EXERCISE PROMPT: Copy out the portion of the data that begins with the line containing "[Batch spec] Target class: minaret" and ends with the line containing "[[0, 302, 161, 340]]", keeping both of those lines.

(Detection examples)
┄┄┄┄┄┄
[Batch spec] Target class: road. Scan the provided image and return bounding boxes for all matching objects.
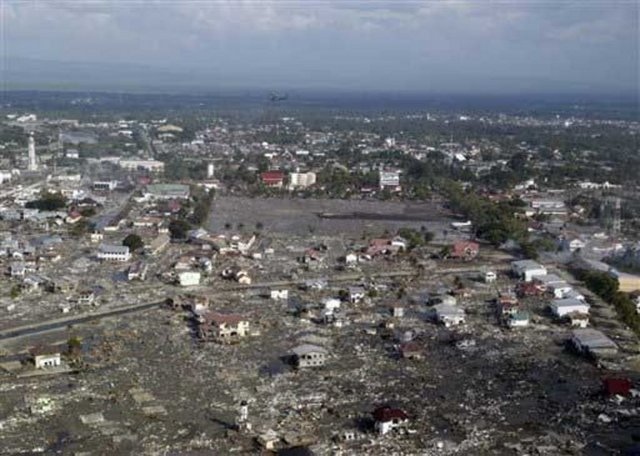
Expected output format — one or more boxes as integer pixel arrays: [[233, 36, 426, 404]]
[[0, 302, 162, 340]]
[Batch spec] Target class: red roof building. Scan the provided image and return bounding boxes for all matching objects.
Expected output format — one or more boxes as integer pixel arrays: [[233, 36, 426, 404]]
[[450, 241, 480, 260], [260, 171, 284, 188]]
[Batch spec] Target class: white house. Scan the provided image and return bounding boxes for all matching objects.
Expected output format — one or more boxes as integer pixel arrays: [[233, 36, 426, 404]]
[[322, 298, 340, 312], [506, 310, 529, 328], [535, 274, 573, 299], [291, 344, 329, 367], [198, 312, 249, 342], [484, 271, 498, 283], [89, 231, 104, 243], [373, 407, 409, 435], [98, 244, 131, 261], [549, 298, 590, 318], [349, 287, 367, 303], [178, 271, 200, 287], [511, 260, 547, 282], [561, 238, 587, 252], [270, 290, 289, 301], [432, 304, 465, 328], [31, 347, 61, 369], [344, 253, 358, 264], [571, 328, 618, 357]]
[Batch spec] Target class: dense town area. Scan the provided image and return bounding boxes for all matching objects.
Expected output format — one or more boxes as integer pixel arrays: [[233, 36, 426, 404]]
[[0, 94, 640, 456]]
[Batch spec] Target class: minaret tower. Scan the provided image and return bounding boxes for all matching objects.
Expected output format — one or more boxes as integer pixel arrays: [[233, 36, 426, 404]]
[[27, 133, 38, 171]]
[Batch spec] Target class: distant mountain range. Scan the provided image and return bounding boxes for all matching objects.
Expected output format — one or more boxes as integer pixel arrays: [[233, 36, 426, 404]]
[[0, 57, 220, 92]]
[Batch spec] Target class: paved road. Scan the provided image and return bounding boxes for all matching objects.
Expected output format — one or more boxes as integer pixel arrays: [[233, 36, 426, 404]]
[[0, 302, 161, 340]]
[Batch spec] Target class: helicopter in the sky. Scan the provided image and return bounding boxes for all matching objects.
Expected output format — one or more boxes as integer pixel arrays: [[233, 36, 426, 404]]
[[269, 92, 289, 103]]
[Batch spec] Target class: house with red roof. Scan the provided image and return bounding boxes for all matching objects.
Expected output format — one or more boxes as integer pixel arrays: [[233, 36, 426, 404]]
[[260, 171, 284, 188], [373, 406, 409, 435], [449, 241, 480, 261]]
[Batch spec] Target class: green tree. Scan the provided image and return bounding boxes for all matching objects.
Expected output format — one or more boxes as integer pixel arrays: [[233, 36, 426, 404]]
[[169, 219, 191, 239], [25, 191, 67, 211]]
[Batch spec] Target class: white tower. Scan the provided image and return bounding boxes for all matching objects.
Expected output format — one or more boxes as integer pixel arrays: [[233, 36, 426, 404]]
[[237, 401, 251, 431], [27, 133, 38, 171]]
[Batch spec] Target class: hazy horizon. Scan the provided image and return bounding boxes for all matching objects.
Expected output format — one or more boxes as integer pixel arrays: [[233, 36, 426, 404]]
[[0, 0, 639, 96]]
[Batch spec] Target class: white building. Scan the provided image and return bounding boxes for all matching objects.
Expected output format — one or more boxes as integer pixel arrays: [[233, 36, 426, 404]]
[[511, 260, 547, 282], [322, 298, 341, 312], [289, 171, 316, 190], [379, 171, 401, 191], [549, 298, 590, 318], [291, 344, 329, 368], [98, 244, 131, 261], [32, 348, 61, 369], [178, 271, 200, 287], [373, 407, 409, 435], [27, 134, 38, 171], [535, 274, 573, 299], [271, 290, 289, 301], [484, 271, 498, 283], [432, 304, 465, 328], [571, 328, 618, 357], [349, 287, 367, 303], [118, 159, 164, 173]]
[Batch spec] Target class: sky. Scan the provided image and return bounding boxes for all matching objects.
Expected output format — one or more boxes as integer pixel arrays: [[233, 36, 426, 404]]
[[0, 0, 640, 93]]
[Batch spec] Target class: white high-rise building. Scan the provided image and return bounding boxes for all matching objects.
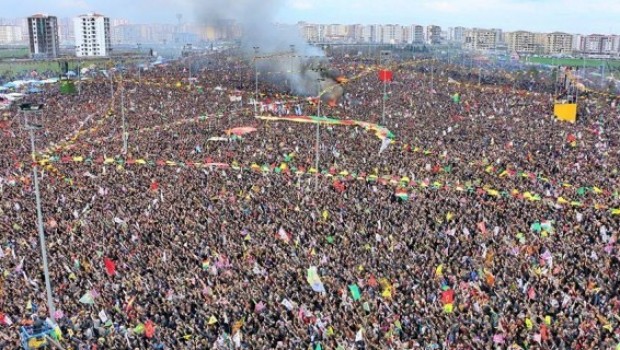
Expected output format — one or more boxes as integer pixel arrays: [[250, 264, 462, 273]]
[[73, 13, 112, 57], [28, 14, 60, 58], [0, 25, 23, 45]]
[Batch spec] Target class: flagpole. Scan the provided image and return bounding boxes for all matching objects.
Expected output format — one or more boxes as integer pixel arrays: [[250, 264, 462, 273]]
[[121, 71, 128, 154], [22, 105, 56, 322], [254, 46, 259, 116], [314, 78, 324, 188], [381, 79, 387, 125]]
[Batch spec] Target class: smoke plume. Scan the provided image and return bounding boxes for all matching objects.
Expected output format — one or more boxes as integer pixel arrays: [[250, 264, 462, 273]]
[[190, 0, 343, 99]]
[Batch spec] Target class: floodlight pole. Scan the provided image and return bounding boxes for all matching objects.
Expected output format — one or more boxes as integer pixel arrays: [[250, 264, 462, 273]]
[[22, 105, 56, 322], [314, 78, 325, 188], [254, 46, 259, 116], [121, 71, 128, 154]]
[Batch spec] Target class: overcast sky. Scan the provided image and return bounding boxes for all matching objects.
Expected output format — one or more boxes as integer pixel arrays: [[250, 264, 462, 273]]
[[6, 0, 620, 34]]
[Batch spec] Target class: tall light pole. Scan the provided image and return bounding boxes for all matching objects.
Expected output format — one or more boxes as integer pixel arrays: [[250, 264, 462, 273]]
[[254, 46, 259, 116], [314, 78, 325, 188], [121, 71, 129, 154], [286, 44, 295, 88], [138, 43, 142, 83], [20, 103, 56, 322], [75, 45, 82, 96]]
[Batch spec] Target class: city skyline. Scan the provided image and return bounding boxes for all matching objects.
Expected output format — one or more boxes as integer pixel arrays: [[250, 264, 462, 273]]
[[3, 0, 620, 34]]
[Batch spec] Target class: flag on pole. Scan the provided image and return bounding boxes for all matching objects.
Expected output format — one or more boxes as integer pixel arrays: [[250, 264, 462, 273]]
[[349, 284, 362, 301], [103, 257, 116, 276], [379, 69, 394, 82], [307, 266, 325, 293], [395, 188, 409, 201], [379, 137, 392, 154], [144, 320, 155, 338], [80, 291, 95, 305]]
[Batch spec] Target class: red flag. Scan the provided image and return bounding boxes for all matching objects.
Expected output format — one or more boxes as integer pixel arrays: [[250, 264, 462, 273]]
[[333, 180, 345, 193], [103, 257, 116, 276], [144, 320, 155, 338], [476, 221, 487, 235], [441, 289, 454, 305], [379, 69, 394, 82]]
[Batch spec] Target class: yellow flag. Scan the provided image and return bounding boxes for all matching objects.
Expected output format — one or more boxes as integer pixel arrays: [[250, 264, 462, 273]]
[[525, 318, 534, 330], [208, 315, 217, 326], [487, 190, 499, 197], [435, 264, 443, 277]]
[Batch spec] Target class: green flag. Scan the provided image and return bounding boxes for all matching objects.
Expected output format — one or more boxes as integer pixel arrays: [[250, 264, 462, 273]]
[[349, 284, 362, 301]]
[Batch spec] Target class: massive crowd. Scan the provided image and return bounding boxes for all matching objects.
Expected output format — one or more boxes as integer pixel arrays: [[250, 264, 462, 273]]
[[0, 52, 620, 350]]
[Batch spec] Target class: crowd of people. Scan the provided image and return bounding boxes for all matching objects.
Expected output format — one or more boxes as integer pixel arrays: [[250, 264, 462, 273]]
[[0, 50, 620, 350]]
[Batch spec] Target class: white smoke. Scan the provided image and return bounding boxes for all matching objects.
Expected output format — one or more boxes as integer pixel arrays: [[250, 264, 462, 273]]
[[190, 0, 342, 98]]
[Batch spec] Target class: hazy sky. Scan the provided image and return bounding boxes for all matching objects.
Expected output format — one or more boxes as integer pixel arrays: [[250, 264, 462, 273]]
[[0, 0, 620, 34]]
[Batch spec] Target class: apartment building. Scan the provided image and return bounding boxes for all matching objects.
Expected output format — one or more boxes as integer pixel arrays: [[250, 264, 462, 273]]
[[28, 14, 60, 58], [506, 30, 544, 54], [73, 13, 112, 57], [464, 28, 497, 51], [0, 25, 22, 45], [426, 25, 441, 45], [545, 32, 573, 55]]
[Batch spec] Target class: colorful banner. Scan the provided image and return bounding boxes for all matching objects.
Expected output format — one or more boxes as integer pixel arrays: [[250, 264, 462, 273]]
[[256, 115, 396, 140]]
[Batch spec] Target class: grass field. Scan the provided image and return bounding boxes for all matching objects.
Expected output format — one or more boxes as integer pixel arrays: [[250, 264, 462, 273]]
[[0, 58, 138, 78], [0, 47, 30, 59], [521, 57, 620, 68]]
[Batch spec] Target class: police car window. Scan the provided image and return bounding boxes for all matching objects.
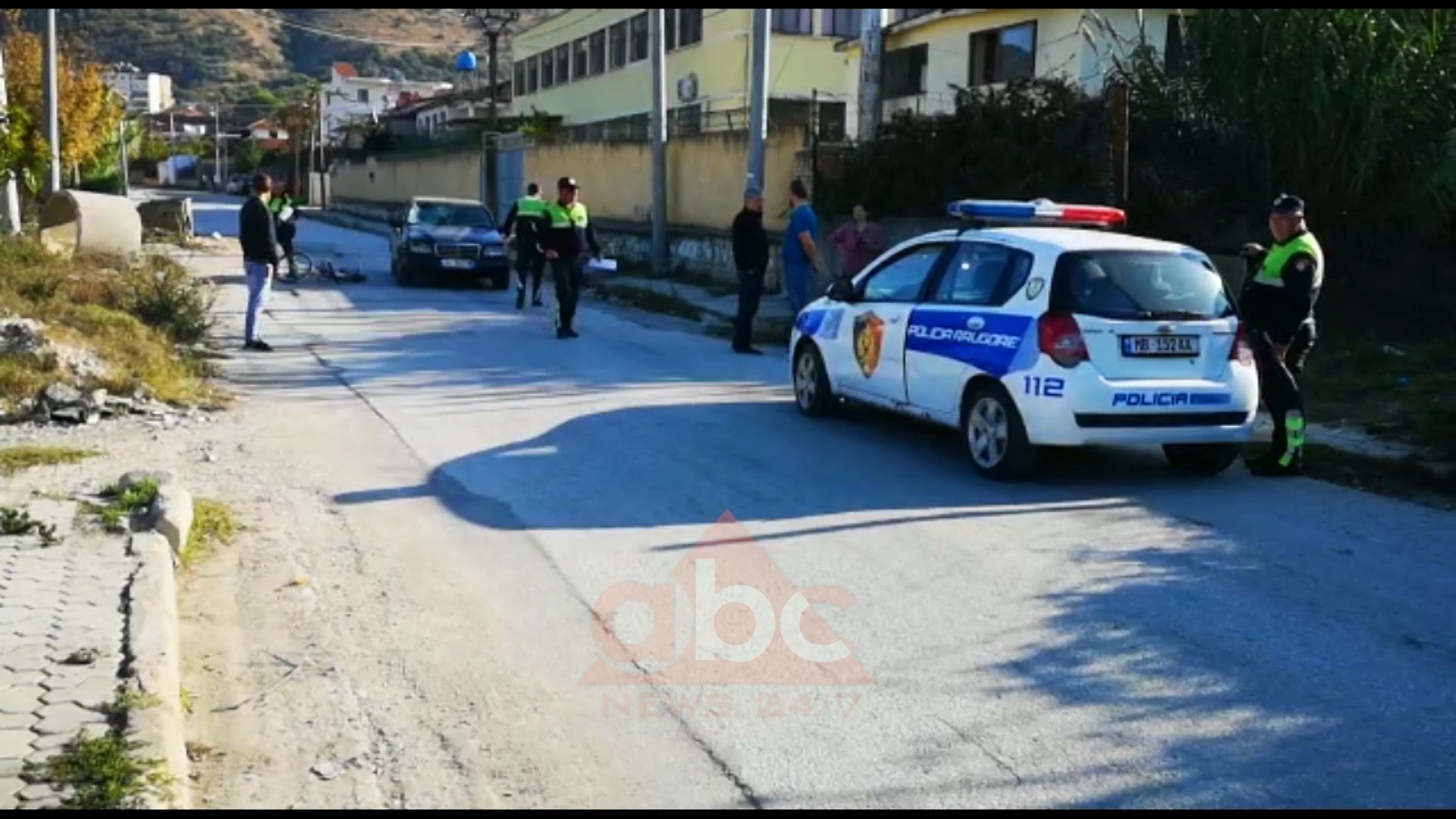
┄┄┄┄┄┄
EXPECTED ANSWER:
[Batch spec] Target class: minaret tower. Scan the provided image and return bounding boxes for all matching objects.
Expected output format — one or more boxes as integer pixel arrays: [[233, 36, 426, 404]]
[[27, 133, 38, 171]]
[Batch spec] Target class: distant mountain range. Scan the provided image and return bounding boxes for all matching objects.
Expected output format — one or more boxes as integer pixel arrays: [[233, 36, 426, 404]]
[[0, 57, 220, 92]]
[Batch spec] Target class: paved road. Scan the provided image and return bounding boxes for all matching objects.
Expected output format — one or more boxes as integer pixel arrays: [[233, 36, 426, 404]]
[[0, 302, 161, 340]]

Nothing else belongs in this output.